* _Set exercise a_
Revise the stretch of the Johnny Cash article from "by John Coyle" through "storied as America’s.", replacing "storyteller" with "narrator".

* _Article_
/---

Johnny Cash: A Central Spoke in the Hub of American Music

by John Coyle

America can be a dark place on a conservative morning, even though art is expected to flourish under repression and economic collapse. Now, more than ever, we need a real storyteller to remind us of our nation’s underbelly—a storyteller with a dark side as storied as America’s.

Johnny Cash is that man. The shadow of the Man in Black is long, but his latest record, American IV: The Man Comes Around, proves he isn’t too old to fuck you up.

A little history: With Folsom Prison Blues, Cash foreshadowed the bloodstained rhymes of gangster rappers like NWA with a single line: “I shot a man in Reno, just to watch him die.” He won a Grammy for liner notes penned to accompany 1968’s iconic concert album, Johnny Cash at Folsom Prison, where the opening text reads: “The culture of a thousand years is shattered with the clanging of the cell door behind you. Life outside behind you immediately becomes unreal.”

\---

* _Dataset records_
/---

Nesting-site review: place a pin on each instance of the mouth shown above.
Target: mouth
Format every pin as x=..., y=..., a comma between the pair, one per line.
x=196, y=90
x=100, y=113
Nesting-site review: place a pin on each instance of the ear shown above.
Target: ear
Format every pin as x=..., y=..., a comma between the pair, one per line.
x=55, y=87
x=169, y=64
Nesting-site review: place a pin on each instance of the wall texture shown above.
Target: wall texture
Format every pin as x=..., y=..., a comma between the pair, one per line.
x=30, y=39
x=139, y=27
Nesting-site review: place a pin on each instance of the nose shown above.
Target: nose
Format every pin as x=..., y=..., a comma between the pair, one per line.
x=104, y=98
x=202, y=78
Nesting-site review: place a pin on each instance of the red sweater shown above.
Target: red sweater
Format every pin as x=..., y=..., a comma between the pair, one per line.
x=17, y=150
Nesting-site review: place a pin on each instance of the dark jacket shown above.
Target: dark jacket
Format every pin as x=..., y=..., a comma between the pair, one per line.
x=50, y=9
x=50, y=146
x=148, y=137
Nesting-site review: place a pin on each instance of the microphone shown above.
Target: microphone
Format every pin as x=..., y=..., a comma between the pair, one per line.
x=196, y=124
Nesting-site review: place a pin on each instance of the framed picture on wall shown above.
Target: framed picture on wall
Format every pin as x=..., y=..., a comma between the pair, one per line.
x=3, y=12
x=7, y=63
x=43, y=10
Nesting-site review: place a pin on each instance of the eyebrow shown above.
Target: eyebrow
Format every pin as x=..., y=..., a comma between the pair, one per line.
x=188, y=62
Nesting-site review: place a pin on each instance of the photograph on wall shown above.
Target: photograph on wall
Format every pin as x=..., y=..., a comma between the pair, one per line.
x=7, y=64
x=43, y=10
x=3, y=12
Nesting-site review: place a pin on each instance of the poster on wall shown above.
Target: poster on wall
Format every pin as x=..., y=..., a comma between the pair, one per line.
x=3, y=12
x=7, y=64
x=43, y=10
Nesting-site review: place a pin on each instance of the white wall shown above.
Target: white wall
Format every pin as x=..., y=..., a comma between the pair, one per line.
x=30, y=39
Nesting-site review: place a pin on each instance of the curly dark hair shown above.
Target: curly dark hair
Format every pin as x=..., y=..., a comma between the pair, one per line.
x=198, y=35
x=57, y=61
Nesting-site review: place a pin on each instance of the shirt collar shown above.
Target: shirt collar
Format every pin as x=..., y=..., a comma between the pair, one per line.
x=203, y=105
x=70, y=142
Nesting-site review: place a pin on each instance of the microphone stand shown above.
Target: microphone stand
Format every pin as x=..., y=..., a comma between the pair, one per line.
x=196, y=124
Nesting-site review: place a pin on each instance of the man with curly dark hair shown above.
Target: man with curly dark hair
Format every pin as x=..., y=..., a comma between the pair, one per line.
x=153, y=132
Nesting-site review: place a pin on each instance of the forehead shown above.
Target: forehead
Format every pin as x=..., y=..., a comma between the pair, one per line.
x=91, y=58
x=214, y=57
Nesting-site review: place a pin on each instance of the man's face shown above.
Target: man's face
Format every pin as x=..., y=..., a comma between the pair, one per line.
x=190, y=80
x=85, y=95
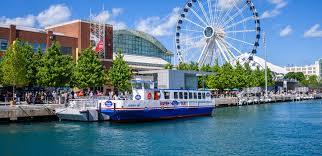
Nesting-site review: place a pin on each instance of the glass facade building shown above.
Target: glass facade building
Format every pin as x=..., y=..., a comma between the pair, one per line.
x=139, y=43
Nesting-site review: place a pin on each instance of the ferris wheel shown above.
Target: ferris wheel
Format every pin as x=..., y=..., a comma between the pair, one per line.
x=217, y=30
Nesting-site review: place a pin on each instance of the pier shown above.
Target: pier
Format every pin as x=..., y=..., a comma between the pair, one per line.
x=47, y=112
x=235, y=101
x=18, y=113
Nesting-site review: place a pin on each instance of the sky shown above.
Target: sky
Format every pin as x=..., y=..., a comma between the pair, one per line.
x=293, y=27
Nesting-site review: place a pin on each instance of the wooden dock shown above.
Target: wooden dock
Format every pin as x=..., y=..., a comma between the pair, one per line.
x=235, y=101
x=47, y=112
x=18, y=113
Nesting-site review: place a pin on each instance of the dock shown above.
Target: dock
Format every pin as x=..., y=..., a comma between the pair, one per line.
x=48, y=112
x=19, y=113
x=235, y=101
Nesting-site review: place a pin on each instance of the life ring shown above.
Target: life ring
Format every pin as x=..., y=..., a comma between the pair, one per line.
x=149, y=96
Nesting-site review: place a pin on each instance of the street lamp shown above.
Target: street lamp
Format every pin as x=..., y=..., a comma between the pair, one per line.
x=265, y=49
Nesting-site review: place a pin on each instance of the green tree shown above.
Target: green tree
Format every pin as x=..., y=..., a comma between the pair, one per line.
x=89, y=71
x=182, y=66
x=34, y=64
x=240, y=76
x=15, y=65
x=193, y=66
x=120, y=73
x=56, y=69
x=168, y=66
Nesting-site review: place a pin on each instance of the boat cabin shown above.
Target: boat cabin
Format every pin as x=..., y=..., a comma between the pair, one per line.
x=143, y=90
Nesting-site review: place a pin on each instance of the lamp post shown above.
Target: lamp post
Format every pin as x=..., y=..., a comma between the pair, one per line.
x=265, y=49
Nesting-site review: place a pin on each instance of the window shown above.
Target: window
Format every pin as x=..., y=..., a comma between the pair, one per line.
x=66, y=50
x=166, y=95
x=180, y=95
x=190, y=96
x=137, y=85
x=185, y=95
x=199, y=95
x=175, y=95
x=3, y=44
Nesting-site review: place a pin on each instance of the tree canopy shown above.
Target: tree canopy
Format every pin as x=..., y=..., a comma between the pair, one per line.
x=16, y=63
x=230, y=77
x=56, y=69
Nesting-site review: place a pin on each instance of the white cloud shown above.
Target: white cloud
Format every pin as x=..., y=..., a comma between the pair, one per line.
x=158, y=26
x=53, y=15
x=109, y=18
x=286, y=31
x=28, y=21
x=279, y=4
x=314, y=31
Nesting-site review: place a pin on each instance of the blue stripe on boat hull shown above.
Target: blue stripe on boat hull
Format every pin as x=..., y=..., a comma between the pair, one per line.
x=157, y=114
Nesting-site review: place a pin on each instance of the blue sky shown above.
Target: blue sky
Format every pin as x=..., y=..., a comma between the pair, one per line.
x=294, y=34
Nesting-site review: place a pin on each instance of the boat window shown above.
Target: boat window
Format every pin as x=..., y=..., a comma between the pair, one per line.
x=185, y=95
x=175, y=95
x=195, y=95
x=156, y=95
x=137, y=85
x=199, y=95
x=166, y=95
x=180, y=95
x=190, y=96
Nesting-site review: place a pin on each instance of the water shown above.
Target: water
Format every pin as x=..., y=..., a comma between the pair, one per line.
x=277, y=129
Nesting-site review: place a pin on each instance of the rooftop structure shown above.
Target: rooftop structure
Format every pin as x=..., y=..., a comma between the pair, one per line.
x=141, y=50
x=308, y=70
x=260, y=62
x=173, y=79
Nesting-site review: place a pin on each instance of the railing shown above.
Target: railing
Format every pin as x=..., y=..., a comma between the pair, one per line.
x=83, y=103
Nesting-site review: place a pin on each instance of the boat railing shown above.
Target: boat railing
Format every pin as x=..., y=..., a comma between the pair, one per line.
x=83, y=103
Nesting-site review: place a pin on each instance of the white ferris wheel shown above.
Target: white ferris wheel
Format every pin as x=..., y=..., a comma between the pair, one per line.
x=217, y=30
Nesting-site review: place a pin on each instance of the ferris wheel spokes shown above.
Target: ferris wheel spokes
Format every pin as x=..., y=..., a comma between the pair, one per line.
x=207, y=31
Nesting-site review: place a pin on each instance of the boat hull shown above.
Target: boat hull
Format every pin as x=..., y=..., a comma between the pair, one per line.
x=156, y=114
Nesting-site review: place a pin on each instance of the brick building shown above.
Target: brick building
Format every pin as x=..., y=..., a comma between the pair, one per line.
x=73, y=36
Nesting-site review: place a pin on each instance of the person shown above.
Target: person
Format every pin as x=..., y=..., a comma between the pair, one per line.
x=54, y=97
x=72, y=93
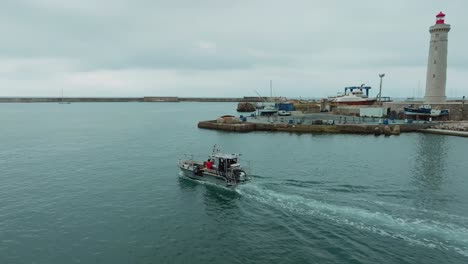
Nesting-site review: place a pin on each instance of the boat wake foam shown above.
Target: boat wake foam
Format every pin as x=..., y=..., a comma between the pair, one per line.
x=422, y=232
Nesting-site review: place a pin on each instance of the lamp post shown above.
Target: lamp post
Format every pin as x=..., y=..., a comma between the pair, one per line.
x=380, y=89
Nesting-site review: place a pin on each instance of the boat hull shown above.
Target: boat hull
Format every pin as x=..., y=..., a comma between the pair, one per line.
x=205, y=176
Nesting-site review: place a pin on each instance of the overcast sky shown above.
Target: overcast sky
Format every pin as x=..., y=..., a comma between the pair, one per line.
x=224, y=48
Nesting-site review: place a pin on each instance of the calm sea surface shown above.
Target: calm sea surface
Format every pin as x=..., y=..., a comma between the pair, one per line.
x=98, y=183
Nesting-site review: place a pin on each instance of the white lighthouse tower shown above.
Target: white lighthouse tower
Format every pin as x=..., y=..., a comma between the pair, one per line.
x=437, y=62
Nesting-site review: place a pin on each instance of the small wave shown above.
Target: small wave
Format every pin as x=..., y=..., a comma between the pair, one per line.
x=431, y=234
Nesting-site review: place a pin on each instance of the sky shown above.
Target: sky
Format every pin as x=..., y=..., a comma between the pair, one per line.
x=218, y=48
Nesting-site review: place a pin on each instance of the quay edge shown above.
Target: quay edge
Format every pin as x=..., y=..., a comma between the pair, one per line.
x=393, y=129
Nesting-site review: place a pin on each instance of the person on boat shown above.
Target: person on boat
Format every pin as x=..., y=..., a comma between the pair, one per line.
x=221, y=166
x=209, y=164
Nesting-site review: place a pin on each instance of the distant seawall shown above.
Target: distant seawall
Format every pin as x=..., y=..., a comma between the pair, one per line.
x=126, y=99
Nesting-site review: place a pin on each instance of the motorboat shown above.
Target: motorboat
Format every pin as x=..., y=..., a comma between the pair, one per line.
x=220, y=168
x=284, y=113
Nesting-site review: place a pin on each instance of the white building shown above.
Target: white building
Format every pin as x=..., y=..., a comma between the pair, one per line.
x=437, y=62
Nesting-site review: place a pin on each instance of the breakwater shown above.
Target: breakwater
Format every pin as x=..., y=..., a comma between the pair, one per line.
x=342, y=128
x=126, y=99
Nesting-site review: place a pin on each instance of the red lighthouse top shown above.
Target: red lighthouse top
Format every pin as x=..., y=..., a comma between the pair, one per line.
x=440, y=18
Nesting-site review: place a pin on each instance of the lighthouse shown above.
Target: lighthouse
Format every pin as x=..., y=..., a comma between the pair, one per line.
x=437, y=62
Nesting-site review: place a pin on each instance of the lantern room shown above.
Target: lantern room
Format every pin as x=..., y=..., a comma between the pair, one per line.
x=440, y=18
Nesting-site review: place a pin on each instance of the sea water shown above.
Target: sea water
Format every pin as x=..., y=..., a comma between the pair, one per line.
x=98, y=183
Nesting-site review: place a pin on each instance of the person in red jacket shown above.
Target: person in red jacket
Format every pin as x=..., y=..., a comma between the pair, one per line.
x=209, y=164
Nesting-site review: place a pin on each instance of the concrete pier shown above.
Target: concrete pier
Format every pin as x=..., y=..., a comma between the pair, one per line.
x=342, y=128
x=126, y=99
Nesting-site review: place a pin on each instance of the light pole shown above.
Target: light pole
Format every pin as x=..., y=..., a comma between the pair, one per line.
x=380, y=89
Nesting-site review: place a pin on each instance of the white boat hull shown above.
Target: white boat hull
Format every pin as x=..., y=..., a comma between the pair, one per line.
x=210, y=176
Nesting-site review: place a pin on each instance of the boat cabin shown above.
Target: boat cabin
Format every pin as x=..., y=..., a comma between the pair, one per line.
x=223, y=162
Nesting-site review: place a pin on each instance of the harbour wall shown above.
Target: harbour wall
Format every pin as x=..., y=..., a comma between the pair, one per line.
x=356, y=129
x=126, y=99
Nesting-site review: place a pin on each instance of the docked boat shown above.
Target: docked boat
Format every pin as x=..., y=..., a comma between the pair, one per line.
x=354, y=95
x=354, y=100
x=220, y=168
x=268, y=110
x=426, y=110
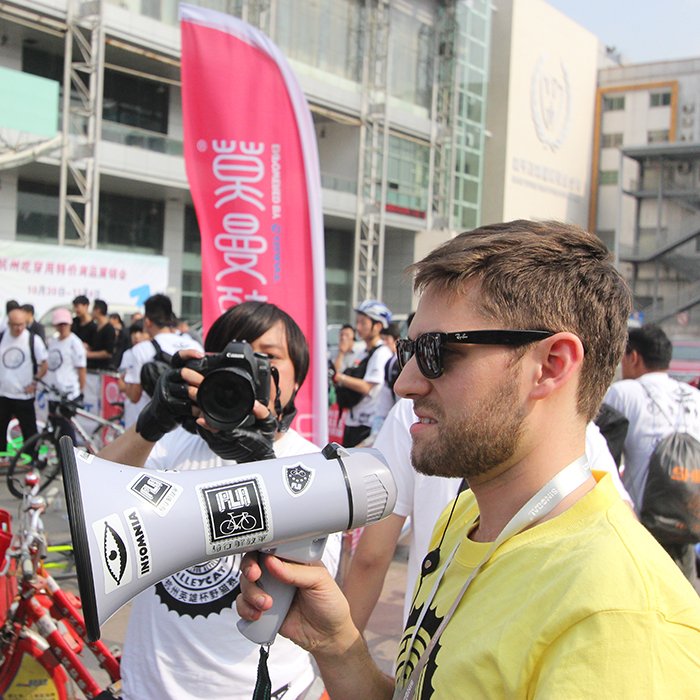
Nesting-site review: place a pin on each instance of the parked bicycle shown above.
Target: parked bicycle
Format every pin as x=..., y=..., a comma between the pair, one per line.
x=43, y=632
x=39, y=454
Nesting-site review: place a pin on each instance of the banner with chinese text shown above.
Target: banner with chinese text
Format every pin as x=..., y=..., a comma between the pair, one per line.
x=252, y=164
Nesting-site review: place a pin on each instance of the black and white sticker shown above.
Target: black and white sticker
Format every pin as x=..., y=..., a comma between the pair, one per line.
x=158, y=493
x=236, y=514
x=139, y=540
x=298, y=478
x=114, y=555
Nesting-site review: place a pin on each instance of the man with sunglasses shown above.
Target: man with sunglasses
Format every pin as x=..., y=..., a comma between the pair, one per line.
x=540, y=582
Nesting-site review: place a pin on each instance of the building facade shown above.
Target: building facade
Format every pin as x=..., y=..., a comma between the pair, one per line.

\---

* _Set exercise b_
Render the listing, from the line containing "Nesting-site review: place a pin on each instance of the poster" through the line containing "x=70, y=142", as a two-column CSV headed input and output. Put each text and its answer on one row, with every field quoted and line breaks replaced by spaces.

* _Right answer a_
by John Coyle

America can be a dark place on a conservative morning, even though art is expected to flourish under repression and economic collapse. Now, more than ever, we need a real narrator to remind us of our nation’s underbelly—a narrator with a dark side as storied as America’s.

* _Right answer b_
input,output
"Nesting-site review: place a pin on each instance of the poster on wall shown above. Target: poster on wall Format every pin as x=..., y=..., a comma between the pair, one per line.","x=3, y=12 x=7, y=64 x=43, y=10"
"Nesting-site review: place a pin on each instance of the white wall shown above. Target: white wall Format every pin as x=..., y=..., a comma between the pair, one per line.","x=30, y=39"
"Nesting-site review: place a pin on each instance of the curly dark hair shown above. Target: curly dark hair Format every pin as x=..., y=..., a comma between the pair, one per line.","x=198, y=35 x=57, y=61"
"Nesting-site review: place a pin on each instance of the shirt collar shown above. Target: shirt collar Format every pin as x=..., y=..., a comma between the pair, one per line.","x=203, y=105 x=70, y=142"